Start

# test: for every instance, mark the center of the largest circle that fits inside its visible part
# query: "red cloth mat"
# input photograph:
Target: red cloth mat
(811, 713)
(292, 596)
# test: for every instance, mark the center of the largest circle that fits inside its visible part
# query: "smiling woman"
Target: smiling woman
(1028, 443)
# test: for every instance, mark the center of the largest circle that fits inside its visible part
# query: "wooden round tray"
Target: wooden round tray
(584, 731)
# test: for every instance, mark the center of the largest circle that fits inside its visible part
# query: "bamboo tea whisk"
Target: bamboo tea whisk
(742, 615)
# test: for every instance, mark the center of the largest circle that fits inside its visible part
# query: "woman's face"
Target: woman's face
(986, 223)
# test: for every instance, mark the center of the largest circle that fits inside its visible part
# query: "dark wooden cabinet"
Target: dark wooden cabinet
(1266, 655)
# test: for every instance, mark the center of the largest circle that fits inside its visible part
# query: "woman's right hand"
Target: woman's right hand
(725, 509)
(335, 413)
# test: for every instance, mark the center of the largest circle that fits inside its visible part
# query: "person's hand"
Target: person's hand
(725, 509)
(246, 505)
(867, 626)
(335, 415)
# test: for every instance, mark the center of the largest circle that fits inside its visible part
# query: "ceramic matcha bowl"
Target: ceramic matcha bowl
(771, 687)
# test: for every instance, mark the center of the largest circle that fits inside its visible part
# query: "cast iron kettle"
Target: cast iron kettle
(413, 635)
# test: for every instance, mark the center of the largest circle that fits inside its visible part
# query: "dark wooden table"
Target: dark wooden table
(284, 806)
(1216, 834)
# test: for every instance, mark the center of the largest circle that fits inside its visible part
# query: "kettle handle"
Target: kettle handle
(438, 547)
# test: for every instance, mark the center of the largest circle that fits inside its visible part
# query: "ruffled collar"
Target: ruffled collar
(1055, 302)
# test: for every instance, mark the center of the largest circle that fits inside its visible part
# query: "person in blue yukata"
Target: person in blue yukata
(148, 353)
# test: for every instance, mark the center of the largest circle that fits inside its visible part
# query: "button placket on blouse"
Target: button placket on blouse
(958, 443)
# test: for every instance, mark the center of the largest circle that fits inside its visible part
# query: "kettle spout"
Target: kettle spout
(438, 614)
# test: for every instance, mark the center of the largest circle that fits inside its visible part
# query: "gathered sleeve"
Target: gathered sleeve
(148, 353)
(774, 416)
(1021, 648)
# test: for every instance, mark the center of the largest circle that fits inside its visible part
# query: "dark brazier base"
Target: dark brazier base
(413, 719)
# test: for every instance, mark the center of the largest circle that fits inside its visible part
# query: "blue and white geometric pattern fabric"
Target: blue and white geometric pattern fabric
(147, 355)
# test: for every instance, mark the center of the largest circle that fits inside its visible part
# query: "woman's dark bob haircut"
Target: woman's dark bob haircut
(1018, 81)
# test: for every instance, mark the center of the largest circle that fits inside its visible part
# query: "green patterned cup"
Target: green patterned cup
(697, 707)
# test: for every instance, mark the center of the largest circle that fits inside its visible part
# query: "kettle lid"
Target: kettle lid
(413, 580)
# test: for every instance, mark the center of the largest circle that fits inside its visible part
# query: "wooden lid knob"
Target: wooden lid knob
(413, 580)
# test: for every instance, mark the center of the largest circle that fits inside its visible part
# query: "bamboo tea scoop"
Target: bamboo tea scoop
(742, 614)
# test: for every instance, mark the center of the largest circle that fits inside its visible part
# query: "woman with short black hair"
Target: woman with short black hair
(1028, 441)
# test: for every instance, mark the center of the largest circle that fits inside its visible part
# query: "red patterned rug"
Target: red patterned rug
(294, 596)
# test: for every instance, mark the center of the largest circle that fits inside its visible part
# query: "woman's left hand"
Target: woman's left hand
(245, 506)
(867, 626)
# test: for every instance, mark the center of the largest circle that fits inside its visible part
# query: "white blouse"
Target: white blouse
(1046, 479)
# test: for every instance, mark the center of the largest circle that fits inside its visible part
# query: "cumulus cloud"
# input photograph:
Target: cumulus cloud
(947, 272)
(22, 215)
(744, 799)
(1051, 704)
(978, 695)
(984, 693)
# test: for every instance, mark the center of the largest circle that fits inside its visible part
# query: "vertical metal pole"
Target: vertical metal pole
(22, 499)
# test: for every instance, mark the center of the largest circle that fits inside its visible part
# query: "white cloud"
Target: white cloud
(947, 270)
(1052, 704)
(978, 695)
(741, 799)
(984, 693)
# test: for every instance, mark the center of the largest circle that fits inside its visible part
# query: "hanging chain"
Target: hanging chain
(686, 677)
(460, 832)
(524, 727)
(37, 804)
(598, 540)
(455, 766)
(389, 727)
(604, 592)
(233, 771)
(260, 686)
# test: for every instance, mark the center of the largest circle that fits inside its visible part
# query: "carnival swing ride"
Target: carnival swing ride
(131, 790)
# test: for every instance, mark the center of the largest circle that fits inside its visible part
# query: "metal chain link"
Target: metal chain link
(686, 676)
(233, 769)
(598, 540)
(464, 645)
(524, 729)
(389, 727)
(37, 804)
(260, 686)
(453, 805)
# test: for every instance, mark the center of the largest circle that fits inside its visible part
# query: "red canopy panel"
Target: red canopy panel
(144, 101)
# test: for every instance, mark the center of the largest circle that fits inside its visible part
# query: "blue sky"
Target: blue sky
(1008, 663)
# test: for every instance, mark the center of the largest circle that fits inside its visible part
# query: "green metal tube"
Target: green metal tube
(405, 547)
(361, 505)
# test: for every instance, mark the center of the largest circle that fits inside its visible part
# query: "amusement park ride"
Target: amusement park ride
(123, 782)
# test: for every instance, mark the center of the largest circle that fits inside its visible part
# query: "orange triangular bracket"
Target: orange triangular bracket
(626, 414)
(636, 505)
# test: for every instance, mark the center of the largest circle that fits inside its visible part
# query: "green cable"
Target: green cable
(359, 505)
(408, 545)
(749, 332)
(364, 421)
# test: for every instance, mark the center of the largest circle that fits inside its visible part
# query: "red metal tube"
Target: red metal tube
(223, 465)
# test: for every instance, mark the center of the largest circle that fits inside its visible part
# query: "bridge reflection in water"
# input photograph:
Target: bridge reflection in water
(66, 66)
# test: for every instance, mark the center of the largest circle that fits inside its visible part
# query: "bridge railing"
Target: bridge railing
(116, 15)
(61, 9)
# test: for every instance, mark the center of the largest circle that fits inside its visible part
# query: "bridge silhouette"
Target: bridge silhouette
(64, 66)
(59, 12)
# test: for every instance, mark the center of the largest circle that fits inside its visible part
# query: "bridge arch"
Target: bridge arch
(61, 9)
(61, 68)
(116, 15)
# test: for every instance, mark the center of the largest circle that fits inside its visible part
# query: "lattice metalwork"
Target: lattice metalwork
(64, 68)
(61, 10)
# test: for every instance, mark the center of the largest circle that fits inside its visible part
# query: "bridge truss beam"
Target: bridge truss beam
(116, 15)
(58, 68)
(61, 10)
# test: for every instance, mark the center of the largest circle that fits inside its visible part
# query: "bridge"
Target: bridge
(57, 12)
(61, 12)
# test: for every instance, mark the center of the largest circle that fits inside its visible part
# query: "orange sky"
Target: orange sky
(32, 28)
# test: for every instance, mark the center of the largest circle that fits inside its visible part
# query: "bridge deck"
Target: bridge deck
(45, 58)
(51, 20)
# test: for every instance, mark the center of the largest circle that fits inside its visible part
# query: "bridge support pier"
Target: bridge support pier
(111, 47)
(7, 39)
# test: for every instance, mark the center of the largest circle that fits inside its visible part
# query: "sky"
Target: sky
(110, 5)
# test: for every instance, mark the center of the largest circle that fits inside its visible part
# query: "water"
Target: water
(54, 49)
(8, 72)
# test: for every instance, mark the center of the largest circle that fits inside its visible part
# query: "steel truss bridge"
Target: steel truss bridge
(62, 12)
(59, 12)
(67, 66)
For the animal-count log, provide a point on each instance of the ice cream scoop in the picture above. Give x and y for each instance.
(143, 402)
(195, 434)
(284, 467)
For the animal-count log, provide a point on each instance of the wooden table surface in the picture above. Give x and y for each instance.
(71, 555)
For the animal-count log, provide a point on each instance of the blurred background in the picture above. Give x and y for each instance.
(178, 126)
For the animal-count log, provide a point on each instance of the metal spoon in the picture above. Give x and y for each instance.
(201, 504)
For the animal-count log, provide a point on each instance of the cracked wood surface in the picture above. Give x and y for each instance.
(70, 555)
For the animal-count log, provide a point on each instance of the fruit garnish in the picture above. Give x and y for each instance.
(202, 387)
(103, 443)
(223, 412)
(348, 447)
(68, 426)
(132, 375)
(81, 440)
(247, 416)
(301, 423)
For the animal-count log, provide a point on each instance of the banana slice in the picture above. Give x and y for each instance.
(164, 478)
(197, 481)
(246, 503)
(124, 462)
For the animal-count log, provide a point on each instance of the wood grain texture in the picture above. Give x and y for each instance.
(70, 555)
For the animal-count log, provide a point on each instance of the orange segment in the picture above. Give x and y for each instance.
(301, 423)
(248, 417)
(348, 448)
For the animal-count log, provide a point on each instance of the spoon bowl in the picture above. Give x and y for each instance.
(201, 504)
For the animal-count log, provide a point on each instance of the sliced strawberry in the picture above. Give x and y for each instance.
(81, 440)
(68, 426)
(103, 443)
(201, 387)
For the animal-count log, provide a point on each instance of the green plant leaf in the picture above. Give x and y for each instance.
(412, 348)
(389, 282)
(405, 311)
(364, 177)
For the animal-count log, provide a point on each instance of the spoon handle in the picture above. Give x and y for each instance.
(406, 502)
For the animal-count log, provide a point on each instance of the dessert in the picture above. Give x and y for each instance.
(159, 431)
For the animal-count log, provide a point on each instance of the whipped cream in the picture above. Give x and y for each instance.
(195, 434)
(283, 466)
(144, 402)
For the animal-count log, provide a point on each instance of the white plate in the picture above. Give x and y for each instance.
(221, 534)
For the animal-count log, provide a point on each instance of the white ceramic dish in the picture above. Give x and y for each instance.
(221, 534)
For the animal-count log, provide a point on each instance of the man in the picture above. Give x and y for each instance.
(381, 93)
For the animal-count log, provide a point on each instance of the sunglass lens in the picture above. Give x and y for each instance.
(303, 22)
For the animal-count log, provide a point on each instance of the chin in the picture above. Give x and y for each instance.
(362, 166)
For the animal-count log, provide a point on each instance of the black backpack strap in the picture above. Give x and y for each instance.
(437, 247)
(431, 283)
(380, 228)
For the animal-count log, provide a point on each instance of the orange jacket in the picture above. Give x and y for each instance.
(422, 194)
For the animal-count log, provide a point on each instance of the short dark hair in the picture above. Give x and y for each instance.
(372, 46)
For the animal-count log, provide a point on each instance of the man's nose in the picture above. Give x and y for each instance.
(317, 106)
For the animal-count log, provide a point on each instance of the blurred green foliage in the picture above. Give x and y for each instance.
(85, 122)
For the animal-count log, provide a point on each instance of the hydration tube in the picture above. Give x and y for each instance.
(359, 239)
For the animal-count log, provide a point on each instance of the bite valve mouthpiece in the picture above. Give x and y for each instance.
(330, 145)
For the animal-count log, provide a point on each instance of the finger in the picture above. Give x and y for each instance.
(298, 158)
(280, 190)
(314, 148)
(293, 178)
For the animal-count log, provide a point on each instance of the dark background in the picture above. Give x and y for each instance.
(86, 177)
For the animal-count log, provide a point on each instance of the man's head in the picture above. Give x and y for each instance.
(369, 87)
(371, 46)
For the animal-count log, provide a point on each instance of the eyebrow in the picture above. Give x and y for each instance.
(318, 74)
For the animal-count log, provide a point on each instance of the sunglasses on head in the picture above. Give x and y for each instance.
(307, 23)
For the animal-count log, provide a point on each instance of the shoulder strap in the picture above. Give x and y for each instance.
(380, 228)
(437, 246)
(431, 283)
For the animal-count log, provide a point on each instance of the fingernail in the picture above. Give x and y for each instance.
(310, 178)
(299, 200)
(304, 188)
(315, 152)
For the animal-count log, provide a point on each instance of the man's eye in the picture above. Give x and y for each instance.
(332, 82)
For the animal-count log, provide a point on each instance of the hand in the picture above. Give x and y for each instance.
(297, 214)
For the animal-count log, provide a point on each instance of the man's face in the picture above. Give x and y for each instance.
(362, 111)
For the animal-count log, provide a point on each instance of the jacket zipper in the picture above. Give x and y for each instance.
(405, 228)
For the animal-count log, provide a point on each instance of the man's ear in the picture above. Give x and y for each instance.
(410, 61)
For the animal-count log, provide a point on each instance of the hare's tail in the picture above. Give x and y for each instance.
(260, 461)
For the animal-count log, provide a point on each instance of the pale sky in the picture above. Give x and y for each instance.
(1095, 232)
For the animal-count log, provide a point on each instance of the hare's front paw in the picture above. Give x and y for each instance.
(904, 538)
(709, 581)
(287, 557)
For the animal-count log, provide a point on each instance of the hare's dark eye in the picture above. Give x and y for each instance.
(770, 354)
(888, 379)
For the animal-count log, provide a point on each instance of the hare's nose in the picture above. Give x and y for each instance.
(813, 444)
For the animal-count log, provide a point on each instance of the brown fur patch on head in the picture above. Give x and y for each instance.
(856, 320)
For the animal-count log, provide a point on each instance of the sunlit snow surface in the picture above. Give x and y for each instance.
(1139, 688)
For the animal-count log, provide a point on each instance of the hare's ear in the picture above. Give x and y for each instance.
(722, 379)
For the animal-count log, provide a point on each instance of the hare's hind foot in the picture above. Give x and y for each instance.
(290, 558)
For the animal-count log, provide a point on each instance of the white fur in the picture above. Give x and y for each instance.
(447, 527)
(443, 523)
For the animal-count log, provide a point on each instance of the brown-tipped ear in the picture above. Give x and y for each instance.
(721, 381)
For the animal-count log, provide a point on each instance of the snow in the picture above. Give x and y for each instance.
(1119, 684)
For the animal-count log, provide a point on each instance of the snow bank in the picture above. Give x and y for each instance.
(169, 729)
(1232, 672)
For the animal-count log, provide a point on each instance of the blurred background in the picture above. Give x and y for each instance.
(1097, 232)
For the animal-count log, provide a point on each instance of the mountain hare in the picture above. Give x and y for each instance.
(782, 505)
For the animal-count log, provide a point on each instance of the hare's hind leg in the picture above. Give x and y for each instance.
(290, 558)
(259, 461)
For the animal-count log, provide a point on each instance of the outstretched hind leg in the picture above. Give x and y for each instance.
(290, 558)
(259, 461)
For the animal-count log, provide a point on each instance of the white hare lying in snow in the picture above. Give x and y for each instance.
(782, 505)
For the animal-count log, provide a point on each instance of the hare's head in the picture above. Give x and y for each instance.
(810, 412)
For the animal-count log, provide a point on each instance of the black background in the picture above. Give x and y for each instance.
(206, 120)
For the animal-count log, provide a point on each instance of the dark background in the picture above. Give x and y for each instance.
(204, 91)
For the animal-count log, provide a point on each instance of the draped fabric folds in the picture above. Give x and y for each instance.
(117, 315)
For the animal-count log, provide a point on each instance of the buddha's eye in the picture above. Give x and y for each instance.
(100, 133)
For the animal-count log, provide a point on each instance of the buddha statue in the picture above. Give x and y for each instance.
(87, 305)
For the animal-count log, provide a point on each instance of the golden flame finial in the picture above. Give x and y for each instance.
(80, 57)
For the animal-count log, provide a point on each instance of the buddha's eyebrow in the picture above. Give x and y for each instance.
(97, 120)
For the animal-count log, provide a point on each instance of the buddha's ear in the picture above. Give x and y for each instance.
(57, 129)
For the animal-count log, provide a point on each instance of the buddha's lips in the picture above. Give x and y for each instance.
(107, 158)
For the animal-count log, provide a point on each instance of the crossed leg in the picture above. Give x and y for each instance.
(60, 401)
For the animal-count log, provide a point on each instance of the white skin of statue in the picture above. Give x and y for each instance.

End

**What to do**
The lines to reproduce run from the one that contains "the buddha's eyebrow" through the last line above; copy them exactly.

**Output for this exercise**
For the animal-count log, provide a point on each instance of the buddha's eyebrow in the picture above. Give x and y for each instance.
(97, 120)
For the animal-count log, provide a point on each instance of the buddha's ear in the picture above. Give x and y for each instance.
(57, 129)
For the animal-count log, provide a point on each instance of the buddha's lips in the picture above. Give x and y for each instance.
(107, 158)
For the animal-count log, provide a point on each instance of the crossed leg in the picture above. Give x and y for each instance.
(60, 401)
For the animal-count log, provide a point on each instance of the white skin of statue in the picture above. Give x and y for each instance.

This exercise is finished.